Thursday, February 23, 2006

Mourning for Mary

After learning of Mary's death we travelled to the home of her parents to pay our respects to the family. The family house was in one of the locations not far off the Great East Road. It was a very simple house and the family were obviously quite poor. In fact Mary was the only child of her parents who had been working. Her parents and her siblings had all been completely and utterly depenant on Mary for everything. Mary's death brought the family heartbreak and trauma but also economic ruin.

At the funeral home Betty went into the simple two room structure that was home to Mary's family and I joined the men in the yard. As in Zimbabwe and Botswana a bonfire was buring and all the men were sat around it. Many came and went. Some sat in silence whereas others chatted in Nyanja. Mary's father made me welcome and despite his grief ensureed that I was made to feel comortable at his home. I was almost embarrassed to be given the most comfortable seat in the tard whilst he himself sat on a battered old stool. I knew that to refuse his hospitality would have been to insult him so I accepted his welcome.

┄┄┄┄┄┄

**PROBLEM TO WORK ON**
Carry the blog entry about mourning for Mary further, starting after its final sentence. Nothing in the listing is needed.

**PROVIDED RECORDS**
┄┄┄┄┄┄

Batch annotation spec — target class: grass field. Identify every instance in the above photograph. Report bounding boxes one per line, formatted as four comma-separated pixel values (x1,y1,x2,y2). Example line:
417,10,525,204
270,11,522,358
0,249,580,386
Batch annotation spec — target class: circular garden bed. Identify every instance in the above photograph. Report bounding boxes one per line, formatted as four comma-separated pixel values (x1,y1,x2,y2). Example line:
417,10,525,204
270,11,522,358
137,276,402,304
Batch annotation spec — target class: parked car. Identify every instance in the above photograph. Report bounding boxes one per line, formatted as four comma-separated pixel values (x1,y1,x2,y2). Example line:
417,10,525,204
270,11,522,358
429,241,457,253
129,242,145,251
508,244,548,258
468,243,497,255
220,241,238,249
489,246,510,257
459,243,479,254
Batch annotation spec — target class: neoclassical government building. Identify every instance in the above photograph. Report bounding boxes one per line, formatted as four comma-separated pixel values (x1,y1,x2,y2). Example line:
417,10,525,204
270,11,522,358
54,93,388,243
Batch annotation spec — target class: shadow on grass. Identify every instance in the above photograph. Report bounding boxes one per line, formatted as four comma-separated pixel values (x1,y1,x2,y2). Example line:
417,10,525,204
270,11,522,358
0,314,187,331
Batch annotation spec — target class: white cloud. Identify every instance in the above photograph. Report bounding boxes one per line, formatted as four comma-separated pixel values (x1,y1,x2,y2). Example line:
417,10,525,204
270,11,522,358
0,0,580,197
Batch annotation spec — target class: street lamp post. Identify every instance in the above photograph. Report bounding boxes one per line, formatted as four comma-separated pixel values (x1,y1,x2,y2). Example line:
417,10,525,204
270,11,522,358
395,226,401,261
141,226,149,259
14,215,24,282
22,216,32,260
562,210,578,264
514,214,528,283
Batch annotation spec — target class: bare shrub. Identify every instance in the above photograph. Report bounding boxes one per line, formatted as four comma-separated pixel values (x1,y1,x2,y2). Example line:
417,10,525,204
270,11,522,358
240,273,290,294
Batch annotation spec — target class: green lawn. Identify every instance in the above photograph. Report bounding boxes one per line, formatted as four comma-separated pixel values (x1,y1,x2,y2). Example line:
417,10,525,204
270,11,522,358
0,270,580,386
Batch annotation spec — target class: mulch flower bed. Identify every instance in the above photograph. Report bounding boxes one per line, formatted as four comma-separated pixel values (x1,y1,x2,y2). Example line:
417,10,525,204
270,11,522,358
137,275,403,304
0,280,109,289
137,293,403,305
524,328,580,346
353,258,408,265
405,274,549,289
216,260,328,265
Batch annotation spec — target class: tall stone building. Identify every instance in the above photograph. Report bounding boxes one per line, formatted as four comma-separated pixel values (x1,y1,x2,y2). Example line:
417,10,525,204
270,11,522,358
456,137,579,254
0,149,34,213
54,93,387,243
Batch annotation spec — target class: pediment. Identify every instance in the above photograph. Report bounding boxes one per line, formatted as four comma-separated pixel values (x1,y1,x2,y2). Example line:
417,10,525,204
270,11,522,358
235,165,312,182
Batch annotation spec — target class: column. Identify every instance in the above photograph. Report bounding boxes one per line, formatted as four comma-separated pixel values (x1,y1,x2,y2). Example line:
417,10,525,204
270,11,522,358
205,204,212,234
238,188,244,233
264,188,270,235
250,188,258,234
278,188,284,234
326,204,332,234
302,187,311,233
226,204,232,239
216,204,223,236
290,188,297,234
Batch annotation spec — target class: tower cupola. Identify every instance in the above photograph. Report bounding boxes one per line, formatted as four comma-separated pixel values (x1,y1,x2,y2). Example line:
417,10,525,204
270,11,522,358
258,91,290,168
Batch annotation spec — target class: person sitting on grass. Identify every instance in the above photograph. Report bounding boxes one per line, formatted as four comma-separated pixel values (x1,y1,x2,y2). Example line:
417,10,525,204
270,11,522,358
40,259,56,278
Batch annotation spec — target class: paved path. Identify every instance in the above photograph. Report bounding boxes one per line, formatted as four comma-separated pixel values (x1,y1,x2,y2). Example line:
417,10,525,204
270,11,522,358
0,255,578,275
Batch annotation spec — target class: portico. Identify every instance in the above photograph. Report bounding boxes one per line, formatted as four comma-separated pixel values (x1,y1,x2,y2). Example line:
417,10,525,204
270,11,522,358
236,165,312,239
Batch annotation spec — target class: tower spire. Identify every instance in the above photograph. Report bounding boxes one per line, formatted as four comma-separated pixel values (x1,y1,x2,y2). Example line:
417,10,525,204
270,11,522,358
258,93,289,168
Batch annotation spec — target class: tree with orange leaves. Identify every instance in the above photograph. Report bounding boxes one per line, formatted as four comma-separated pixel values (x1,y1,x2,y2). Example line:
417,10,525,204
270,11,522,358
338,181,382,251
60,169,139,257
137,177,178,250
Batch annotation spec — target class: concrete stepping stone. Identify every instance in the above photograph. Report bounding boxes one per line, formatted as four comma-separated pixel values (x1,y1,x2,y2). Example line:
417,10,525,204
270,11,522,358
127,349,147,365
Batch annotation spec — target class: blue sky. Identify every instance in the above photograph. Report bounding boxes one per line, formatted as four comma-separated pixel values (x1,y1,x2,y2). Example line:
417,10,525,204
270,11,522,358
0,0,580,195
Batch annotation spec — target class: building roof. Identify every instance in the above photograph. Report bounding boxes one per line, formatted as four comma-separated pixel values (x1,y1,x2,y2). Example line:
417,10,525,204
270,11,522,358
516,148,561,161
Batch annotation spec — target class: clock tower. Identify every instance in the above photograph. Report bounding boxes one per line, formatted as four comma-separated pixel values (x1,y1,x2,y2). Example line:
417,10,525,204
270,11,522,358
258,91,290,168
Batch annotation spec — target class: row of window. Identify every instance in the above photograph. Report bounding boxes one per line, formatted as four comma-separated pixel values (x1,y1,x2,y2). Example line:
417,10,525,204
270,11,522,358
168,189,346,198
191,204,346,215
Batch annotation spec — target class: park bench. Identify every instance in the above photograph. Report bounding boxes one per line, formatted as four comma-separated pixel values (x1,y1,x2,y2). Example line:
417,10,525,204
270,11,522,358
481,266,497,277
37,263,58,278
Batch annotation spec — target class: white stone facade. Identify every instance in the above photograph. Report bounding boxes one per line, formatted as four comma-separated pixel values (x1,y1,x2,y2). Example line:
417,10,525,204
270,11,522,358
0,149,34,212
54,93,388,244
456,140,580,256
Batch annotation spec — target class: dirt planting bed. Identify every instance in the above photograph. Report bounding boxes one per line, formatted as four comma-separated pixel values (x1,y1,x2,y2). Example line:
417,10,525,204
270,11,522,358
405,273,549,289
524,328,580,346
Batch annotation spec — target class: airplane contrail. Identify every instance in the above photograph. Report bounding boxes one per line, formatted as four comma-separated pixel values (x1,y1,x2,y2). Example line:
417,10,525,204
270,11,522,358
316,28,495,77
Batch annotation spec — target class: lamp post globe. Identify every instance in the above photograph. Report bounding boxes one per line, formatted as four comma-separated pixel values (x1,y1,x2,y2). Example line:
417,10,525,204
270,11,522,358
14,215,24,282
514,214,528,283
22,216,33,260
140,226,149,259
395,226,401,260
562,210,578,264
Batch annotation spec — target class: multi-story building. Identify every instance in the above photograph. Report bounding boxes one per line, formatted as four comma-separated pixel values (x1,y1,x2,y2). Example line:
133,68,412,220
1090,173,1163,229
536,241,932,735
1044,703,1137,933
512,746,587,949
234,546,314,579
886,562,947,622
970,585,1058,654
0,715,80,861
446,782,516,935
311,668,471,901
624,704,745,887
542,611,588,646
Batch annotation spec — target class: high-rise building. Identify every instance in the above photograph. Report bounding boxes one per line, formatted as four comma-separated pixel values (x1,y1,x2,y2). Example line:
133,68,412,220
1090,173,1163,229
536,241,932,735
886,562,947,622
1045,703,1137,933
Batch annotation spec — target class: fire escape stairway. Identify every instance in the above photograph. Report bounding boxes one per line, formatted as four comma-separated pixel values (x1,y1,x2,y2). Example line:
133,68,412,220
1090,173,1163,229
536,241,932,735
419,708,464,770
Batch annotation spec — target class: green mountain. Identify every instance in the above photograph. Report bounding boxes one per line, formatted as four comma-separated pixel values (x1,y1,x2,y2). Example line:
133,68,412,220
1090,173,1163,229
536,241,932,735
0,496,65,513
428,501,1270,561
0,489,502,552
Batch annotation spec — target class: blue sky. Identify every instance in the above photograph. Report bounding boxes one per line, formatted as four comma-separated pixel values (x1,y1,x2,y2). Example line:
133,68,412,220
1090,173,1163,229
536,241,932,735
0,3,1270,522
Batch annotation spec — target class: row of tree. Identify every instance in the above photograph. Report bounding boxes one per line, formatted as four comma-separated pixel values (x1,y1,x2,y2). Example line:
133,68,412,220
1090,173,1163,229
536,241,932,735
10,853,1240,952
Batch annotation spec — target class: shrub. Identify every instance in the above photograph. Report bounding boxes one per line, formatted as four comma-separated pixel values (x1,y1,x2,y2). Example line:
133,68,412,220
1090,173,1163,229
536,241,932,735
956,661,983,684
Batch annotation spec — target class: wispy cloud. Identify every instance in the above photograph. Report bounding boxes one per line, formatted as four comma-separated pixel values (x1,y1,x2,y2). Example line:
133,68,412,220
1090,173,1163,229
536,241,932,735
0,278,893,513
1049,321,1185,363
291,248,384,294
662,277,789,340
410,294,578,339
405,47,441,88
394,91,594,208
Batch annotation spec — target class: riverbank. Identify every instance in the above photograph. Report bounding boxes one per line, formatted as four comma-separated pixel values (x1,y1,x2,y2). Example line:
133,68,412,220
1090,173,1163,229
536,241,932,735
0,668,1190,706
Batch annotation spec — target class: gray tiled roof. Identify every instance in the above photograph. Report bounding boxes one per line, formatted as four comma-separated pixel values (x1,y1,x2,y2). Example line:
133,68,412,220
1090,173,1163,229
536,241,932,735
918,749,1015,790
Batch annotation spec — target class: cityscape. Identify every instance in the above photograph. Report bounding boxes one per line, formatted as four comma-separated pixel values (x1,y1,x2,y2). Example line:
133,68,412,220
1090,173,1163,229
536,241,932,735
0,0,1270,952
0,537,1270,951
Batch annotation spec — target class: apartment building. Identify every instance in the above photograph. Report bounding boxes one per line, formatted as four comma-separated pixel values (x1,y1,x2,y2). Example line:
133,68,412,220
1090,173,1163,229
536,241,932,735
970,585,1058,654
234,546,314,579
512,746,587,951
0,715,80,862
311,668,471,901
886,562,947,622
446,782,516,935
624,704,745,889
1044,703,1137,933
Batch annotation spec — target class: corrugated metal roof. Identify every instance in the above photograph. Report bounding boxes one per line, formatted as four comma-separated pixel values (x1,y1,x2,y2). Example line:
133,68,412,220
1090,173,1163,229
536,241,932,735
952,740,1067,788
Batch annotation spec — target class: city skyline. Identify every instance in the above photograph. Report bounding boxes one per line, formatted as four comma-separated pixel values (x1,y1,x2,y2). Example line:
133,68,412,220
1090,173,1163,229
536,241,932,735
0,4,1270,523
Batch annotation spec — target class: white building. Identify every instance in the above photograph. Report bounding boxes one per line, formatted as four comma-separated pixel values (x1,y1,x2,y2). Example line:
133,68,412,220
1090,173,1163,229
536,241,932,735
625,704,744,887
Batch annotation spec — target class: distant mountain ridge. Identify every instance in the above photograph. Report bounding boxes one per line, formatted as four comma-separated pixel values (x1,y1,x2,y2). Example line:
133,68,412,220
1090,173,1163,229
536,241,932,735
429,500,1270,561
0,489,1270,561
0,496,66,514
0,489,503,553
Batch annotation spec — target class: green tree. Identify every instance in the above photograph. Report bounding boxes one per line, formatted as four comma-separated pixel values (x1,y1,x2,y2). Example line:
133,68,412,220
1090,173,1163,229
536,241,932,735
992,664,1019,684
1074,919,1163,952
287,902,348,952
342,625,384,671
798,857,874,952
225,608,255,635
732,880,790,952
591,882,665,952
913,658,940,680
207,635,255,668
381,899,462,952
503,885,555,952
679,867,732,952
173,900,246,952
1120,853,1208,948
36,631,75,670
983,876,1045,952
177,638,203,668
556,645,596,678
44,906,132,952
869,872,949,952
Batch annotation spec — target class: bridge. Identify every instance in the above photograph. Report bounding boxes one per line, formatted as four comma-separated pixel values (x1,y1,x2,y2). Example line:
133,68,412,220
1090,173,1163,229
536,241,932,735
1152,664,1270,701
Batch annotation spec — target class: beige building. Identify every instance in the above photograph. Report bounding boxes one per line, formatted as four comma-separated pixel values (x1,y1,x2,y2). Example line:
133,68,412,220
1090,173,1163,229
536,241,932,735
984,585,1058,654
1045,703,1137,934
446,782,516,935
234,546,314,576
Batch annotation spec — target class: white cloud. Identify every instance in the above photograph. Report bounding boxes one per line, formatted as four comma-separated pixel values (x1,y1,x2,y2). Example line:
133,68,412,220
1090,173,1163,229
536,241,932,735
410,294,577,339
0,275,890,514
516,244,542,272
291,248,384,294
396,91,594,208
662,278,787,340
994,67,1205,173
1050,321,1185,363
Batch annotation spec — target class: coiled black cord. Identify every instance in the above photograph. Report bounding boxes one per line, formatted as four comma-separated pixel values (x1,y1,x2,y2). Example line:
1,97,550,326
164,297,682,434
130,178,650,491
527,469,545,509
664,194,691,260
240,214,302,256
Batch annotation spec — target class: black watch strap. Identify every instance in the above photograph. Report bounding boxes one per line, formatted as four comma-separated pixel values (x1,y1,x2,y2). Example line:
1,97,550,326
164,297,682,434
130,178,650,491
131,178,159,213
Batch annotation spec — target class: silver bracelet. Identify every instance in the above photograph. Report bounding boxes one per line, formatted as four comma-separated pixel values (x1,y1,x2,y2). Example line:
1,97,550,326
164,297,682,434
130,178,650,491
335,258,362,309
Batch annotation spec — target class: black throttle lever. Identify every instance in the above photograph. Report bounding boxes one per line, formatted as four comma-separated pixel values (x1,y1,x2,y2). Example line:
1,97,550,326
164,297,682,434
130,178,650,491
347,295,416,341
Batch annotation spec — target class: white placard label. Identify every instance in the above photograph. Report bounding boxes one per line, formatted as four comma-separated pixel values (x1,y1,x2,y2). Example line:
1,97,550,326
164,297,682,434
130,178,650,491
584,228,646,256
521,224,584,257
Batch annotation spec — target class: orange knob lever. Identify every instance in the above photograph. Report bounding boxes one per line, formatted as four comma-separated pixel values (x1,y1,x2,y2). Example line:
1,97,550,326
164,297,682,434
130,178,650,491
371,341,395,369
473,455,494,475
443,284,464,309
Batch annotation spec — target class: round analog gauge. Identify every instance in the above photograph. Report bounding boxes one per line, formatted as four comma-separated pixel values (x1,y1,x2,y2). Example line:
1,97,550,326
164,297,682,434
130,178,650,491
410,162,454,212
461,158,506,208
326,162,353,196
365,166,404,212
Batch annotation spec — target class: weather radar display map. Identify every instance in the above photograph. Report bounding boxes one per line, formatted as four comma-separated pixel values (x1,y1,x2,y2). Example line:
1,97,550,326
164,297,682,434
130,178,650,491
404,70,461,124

┄┄┄┄┄┄

**EXERCISE OUTPUT**
Mary's father and I chatted for some time until Betty emerged from inside the funeral house. He told me about Mary and how unselfish she was. She had worked incredibly hard and Hybrid and had reached middle management. Her career was the second most important thing in her life - after her family.

Mary left one young son. He was in his early teens. He was a well balanced and well rounded young man. He was bright, articulate and evidently well educated. Mary had been a single mother so her son was now an orphan. Tragically as well as losing his mother he would have to come to terms with other dramatic changes to his life. With his mothers passing away there would be no one to pay his school fees. The loss of a mother is tragic for any child but the implications of this loss would were immense.